EXERCISE TEXT -
________________________________________
Amid Civil War And Famine, Yemen Is Facing A New Killer: Dengue Fever
As civil war in Yemen has killed 100,000 people, more have died from starvation and disease, including new outbreak of mosquito-borne virus.
The International Committee of the Red Cross is warning of "a very dire humanitarian situation" in Yemen. Thousands of people in the war-ravaged country are now getting sick with dengue fever, a debilitating disease transmitted by mosquitoes.
The new outbreak comes on top of an ongoing cholera epidemic that has sickened nearly 60,000 people since January.
The United Nations and international aid groups describe the situation in Yemen as particularly grim, amid a disastrous civil war. It broke out after Houthi rebels, supported by Iran took over the capital city. A Saudi-led coalition has since responded with a sustained bombing and ground campaign.
The combat has claimed around 100,000 lives in almost five years. The U.N. says famine and disease have killed another 130,000, as the war has stranded millions of people without clean water or adequate food.
Now the European Commission says nearly 8,000 recent cases of dengue have been reported and more than 3,000 confirmed in Taiz, Yemen's third largest city. Ten dengue deaths were reported there just last week.
International Red Cross official Robert Mardini says: "We have recently been extremely worried and concerned by reports of dengue outbreak in addition to cholera...With the violence and the fighting, it is a big challenge to control this epidemic."
In 2019 alone, more than 3 million people in Yemen were forced from their homes, prompting the International Rescue Committee to list Yemen as the world's greatest risk of humanitarian catastrophe.
________________________________________
RECORD EXTRACTS -
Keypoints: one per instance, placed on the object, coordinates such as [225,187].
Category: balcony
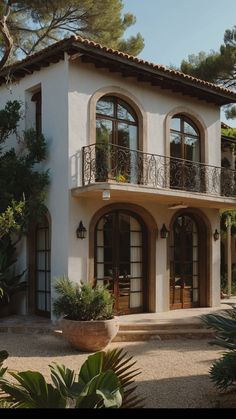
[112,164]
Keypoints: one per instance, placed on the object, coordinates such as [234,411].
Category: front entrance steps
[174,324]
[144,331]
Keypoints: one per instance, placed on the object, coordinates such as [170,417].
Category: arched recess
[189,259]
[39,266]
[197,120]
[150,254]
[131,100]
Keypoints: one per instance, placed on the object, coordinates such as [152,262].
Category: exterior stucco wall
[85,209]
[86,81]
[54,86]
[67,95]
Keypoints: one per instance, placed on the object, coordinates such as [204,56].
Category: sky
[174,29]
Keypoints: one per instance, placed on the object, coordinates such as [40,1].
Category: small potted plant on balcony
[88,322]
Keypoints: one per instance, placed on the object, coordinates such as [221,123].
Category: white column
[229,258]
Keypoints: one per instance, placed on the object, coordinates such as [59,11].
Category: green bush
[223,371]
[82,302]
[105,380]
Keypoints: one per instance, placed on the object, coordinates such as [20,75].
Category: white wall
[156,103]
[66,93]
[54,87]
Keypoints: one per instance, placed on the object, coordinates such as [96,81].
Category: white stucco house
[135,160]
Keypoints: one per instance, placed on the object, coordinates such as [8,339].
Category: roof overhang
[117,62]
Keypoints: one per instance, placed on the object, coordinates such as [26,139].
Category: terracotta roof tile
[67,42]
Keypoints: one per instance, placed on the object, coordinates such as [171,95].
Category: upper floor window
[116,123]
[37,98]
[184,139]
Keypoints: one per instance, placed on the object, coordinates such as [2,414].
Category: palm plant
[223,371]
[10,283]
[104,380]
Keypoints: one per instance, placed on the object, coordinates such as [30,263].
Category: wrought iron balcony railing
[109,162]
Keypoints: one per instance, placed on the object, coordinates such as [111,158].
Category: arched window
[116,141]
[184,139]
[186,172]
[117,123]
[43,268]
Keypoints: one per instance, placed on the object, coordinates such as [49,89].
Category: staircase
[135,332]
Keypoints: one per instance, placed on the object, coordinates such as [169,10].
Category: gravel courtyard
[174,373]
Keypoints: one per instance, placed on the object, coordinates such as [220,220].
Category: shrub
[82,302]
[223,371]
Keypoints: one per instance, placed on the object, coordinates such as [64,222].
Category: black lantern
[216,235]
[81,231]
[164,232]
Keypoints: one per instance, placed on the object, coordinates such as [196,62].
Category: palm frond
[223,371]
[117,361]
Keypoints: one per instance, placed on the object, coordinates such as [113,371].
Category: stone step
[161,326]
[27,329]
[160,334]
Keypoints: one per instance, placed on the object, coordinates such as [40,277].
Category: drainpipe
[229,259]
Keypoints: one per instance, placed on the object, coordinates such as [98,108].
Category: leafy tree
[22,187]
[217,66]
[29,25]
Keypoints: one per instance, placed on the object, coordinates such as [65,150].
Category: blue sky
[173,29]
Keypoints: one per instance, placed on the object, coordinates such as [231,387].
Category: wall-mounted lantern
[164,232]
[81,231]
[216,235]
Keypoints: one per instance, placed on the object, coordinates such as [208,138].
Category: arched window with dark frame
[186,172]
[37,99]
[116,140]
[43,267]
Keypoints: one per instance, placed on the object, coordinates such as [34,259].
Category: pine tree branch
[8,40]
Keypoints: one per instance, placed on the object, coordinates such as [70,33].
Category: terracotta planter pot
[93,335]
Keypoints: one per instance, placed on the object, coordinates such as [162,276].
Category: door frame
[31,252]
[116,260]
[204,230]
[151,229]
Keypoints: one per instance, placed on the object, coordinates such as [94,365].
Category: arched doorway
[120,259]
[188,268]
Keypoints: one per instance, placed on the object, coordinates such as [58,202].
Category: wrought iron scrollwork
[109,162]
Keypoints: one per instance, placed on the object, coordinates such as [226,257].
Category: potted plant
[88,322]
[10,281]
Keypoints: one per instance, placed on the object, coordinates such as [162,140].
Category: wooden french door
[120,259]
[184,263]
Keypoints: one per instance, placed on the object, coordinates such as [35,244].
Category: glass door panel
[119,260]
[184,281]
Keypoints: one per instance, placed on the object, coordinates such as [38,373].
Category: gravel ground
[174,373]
________________________________________
APPLY WHAT YOU READ -
- A) Rewrite the Yemen article from "The combat has" to "just last week.", putting "hunger" in place of "famine".
- B) Decide whether each statement agrees with the Yemen article, answering yes or no and quoting the words that decide it: (i) The cholera epidemic has sickened nearly 60,000 people since January. (ii) The Houthi rebels are supported by Saudi Arabia. (iii) Taiz is Yemen's second largest city.

SET OF ANSWERS -
- A)
The combat has claimed around 100,000 lives in almost five years. The U.N. says hunger and disease have killed another 130,000, as the war has stranded millions of people without clean water or adequate food.
Now the European Commission says nearly 8,000 recent cases of dengue have been reported and more than 3,000 confirmed in Taiz, Yemen's third largest city. Ten dengue deaths were reported there just last week.

- B)
(i) Yes: "an ongoing cholera epidemic that has sickened nearly 60,000 people since January."
(ii) No: "Houthi rebels, supported by Iran took over the capital city."
(iii) No: "Taiz, Yemen's third largest city."